*** Opening Excerpt ***
The color histogram of the blade images follows a skewed distribution, whose parameters greatly enrich the RGB model and can describe changes in leaf color depth and homogeneity.

Background

In recent years, high-throughput techniques for phenotype identification in greenhouses and fields have been proposed in combination with non-invasive imaging, spectroscopy, robotics, high-performance computing and other new technologies, to achieve higher resolution, accuracy and fast [1, 2]. With the increasing maturity of digital image technology and the rising popularity of high-resolution camera equipment, research is becoming more feasible on qualitative and quantitative descriptions of phenotypic traits of plant appearance using digital imaging techniques [3,4,5,6]. Digital cameras can record spectral leaf information in visible color bands, with high resolutions and low costs [7]. In addition, digital color images contain rich information of plant morphology, structure, and leaf colors. So, leaf digital images are often exploited to identify changes in leaf color [8,9,10].
*** Closing Excerpt ***
*** Opening Source material ***
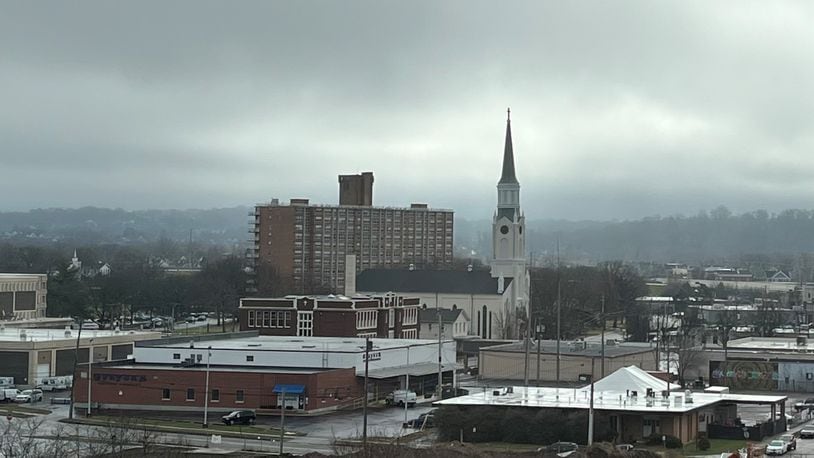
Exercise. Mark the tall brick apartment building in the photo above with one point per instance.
(304, 247)
(386, 316)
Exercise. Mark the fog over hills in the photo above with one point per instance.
(717, 236)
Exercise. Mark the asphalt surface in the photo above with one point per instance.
(320, 431)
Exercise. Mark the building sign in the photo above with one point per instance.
(747, 375)
(372, 356)
(119, 378)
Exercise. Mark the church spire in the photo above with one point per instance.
(508, 153)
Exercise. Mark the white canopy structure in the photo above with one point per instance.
(634, 379)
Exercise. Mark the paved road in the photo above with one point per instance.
(320, 431)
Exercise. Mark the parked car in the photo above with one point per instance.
(55, 383)
(807, 404)
(400, 397)
(425, 420)
(807, 432)
(240, 417)
(8, 394)
(777, 447)
(563, 448)
(790, 440)
(29, 396)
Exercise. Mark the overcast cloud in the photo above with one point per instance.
(620, 109)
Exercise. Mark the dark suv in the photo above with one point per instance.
(240, 417)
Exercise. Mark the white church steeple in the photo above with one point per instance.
(508, 235)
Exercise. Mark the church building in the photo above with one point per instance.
(496, 302)
(508, 237)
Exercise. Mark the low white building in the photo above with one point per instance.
(23, 296)
(635, 407)
(29, 355)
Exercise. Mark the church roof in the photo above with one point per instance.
(428, 281)
(508, 175)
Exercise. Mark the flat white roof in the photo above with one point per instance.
(47, 335)
(291, 343)
(784, 344)
(5, 275)
(579, 398)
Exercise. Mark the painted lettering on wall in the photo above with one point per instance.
(372, 356)
(119, 378)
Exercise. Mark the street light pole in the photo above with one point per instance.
(591, 407)
(282, 423)
(368, 345)
(206, 390)
(407, 385)
(559, 301)
(90, 371)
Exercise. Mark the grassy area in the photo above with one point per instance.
(504, 446)
(717, 446)
(214, 425)
(22, 408)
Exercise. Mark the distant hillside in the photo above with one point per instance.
(711, 237)
(89, 225)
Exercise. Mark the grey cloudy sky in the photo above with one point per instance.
(620, 109)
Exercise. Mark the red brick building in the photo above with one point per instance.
(385, 316)
(304, 247)
(178, 388)
(247, 371)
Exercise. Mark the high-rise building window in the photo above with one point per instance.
(305, 324)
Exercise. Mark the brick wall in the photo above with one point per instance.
(145, 387)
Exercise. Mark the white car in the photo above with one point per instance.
(777, 447)
(29, 396)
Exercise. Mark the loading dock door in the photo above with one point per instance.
(43, 370)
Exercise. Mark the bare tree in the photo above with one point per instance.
(725, 326)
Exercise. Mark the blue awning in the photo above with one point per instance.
(289, 389)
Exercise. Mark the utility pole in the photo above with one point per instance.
(591, 407)
(282, 420)
(526, 351)
(602, 317)
(559, 301)
(440, 336)
(407, 384)
(538, 334)
(90, 371)
(206, 390)
(368, 345)
(75, 361)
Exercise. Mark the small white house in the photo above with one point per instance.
(455, 323)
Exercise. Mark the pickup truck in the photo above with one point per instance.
(790, 440)
(401, 397)
(777, 447)
(8, 394)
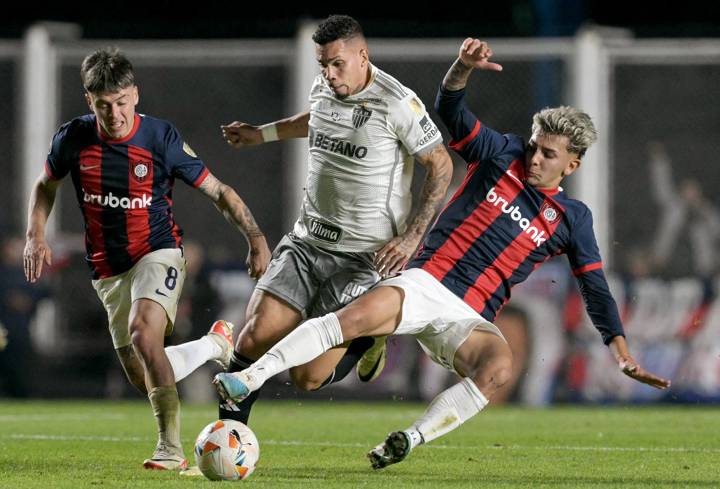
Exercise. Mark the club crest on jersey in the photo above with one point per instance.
(360, 116)
(188, 150)
(140, 170)
(549, 213)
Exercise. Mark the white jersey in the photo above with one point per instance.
(357, 195)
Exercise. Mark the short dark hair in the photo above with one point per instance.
(337, 27)
(106, 70)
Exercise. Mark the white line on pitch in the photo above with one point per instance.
(18, 436)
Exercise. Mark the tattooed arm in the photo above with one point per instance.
(390, 259)
(473, 54)
(232, 207)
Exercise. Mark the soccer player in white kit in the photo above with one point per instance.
(365, 130)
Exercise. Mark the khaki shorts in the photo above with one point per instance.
(316, 281)
(439, 320)
(158, 276)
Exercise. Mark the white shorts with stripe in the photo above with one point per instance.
(439, 320)
(158, 276)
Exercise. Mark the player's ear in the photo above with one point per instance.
(364, 56)
(572, 165)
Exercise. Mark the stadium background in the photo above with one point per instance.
(661, 73)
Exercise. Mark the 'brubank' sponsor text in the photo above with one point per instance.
(113, 201)
(513, 211)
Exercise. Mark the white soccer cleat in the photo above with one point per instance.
(193, 471)
(221, 333)
(394, 449)
(166, 458)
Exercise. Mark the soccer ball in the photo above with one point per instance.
(226, 450)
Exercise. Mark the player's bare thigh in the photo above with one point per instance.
(268, 319)
(376, 313)
(486, 358)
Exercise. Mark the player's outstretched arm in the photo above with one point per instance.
(232, 207)
(238, 134)
(628, 365)
(390, 259)
(37, 251)
(473, 54)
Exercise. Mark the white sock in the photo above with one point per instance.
(309, 340)
(451, 408)
(187, 357)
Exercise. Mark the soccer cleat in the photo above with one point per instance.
(166, 458)
(221, 333)
(193, 471)
(232, 386)
(372, 362)
(393, 450)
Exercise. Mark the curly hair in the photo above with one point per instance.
(337, 27)
(106, 70)
(567, 121)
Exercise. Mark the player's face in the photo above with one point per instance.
(548, 160)
(115, 111)
(344, 65)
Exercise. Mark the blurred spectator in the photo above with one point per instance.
(688, 233)
(18, 301)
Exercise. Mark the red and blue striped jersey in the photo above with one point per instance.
(124, 187)
(497, 228)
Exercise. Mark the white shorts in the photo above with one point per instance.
(438, 319)
(158, 276)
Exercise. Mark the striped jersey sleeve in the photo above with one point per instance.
(584, 257)
(181, 160)
(470, 138)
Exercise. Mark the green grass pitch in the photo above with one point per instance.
(101, 444)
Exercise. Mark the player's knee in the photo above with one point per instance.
(141, 336)
(501, 371)
(251, 341)
(304, 379)
(494, 371)
(137, 380)
(353, 321)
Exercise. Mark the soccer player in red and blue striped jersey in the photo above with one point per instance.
(123, 166)
(508, 217)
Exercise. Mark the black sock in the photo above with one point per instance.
(241, 411)
(354, 353)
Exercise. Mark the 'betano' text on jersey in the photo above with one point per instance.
(124, 187)
(360, 165)
(497, 228)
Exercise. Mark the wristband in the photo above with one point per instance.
(269, 133)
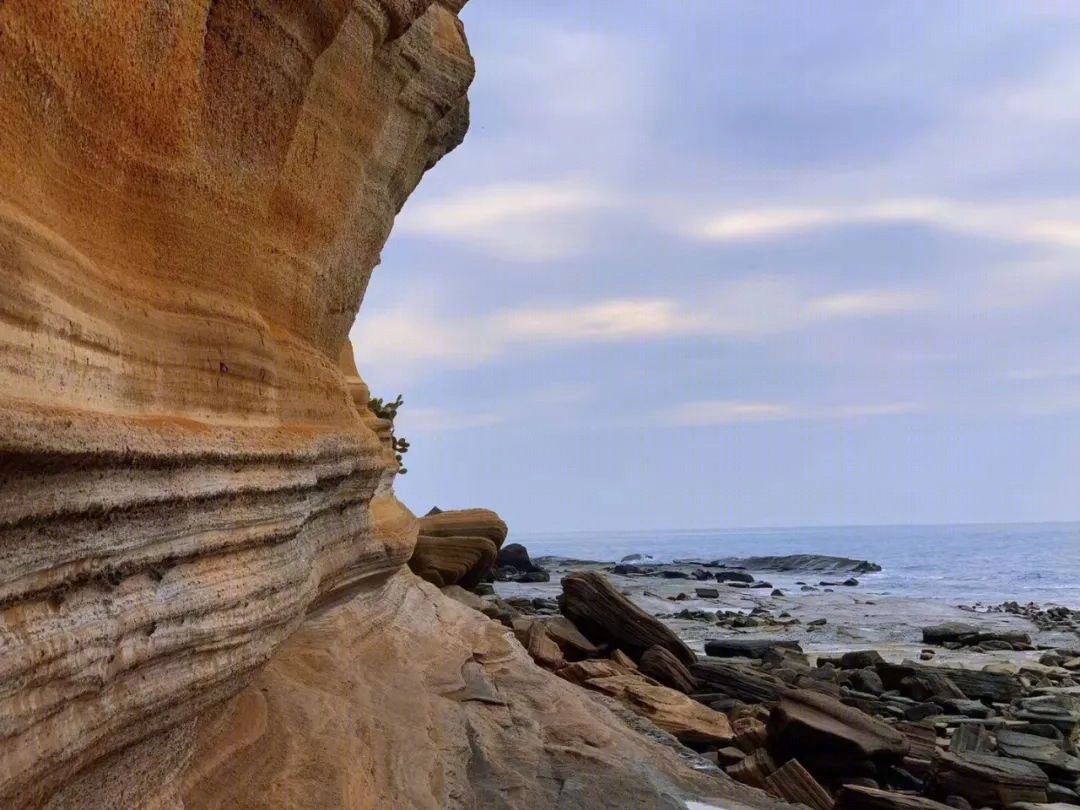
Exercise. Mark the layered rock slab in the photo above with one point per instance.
(192, 198)
(402, 698)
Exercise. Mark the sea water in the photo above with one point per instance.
(959, 564)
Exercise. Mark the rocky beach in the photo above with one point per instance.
(806, 684)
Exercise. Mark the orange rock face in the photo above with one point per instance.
(192, 198)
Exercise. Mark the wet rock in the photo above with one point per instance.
*** Closing Source material ***
• **Try it**:
Reproduce, word for word, the full excerpt on leaf color in digital plant images.

• **Finished task**:
The color histogram of the blade images follows a skewed distribution, whose parameters greatly enrich the RGB model and can describe changes in leaf color depth and homogeneity.

Background

In recent years, high-throughput techniques for phenotype identification in greenhouses and fields have been proposed in combination with non-invasive imaging, spectroscopy, robotics, high-performance computing and other new technologies, to achieve higher resolution, accuracy and fast [1, 2]. With the increasing maturity of digital image technology and the rising popularity of high-resolution camera equipment, research is becoming more feasible on qualitative and quantitative descriptions of phenotypic traits of plant appearance using digital imaging techniques [3,4,5,6]. Digital cameras can record spectral leaf information in visible color bands, with high resolutions and low costs [7]. In addition, digital color images contain rich information of plant morphology, structure, and leaf colors. So, leaf digital images are often exploited to identify changes in leaf color [8,9,10].